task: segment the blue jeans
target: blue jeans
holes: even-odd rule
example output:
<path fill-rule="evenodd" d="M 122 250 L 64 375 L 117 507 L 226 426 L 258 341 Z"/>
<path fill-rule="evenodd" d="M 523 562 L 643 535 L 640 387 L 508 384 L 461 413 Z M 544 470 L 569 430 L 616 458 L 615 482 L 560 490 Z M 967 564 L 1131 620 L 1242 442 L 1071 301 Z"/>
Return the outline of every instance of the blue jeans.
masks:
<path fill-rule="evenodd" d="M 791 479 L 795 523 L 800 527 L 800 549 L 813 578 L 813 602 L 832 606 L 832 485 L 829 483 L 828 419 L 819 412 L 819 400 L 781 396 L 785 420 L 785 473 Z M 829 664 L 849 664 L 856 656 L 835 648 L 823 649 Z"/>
---
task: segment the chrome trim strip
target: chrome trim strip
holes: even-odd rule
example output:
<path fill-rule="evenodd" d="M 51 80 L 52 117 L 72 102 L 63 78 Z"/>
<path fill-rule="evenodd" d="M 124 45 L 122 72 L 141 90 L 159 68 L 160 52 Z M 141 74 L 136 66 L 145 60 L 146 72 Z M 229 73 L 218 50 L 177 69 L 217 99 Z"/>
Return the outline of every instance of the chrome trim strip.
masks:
---
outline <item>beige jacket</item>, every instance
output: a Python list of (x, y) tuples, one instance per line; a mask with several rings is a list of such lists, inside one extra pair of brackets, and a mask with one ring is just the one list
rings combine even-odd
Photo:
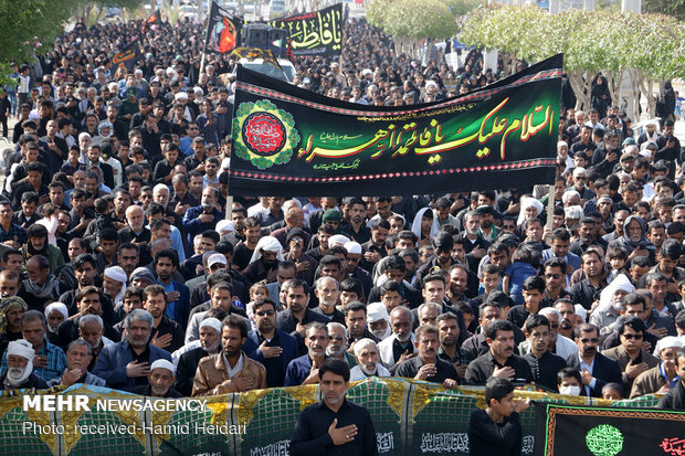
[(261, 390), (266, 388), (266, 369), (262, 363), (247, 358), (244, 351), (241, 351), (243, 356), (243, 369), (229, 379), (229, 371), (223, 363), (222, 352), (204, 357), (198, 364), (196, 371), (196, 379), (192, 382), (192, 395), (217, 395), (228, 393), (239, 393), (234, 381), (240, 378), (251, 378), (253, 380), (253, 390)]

**OBJETIVO PROPOSTO**
Organize em lista numerada as linhas que começam naquela que contém "outline <item>beige jacket</item>, every" e terminam naquela que contém "380), (253, 390)]", incluindo ambas. Omita as linhas em branco e não inclua as imagens na resposta.

**RESOLUÇÃO COMPLETA**
1. outline <item>beige jacket</item>, every instance
2. output: a Python list of (x, y) tuples, one instance per line; a mask with several rings is a list of such lists, inside one extra pair of brackets, and a mask with one ring is just the one list
3. rings combine even-odd
4. Photo:
5. [(261, 390), (266, 388), (266, 369), (262, 363), (247, 358), (244, 351), (241, 351), (243, 356), (243, 369), (229, 379), (229, 371), (223, 363), (222, 352), (204, 357), (198, 364), (196, 371), (196, 379), (192, 382), (192, 395), (217, 395), (228, 393), (239, 393), (234, 381), (240, 378), (251, 378), (253, 380), (253, 390)]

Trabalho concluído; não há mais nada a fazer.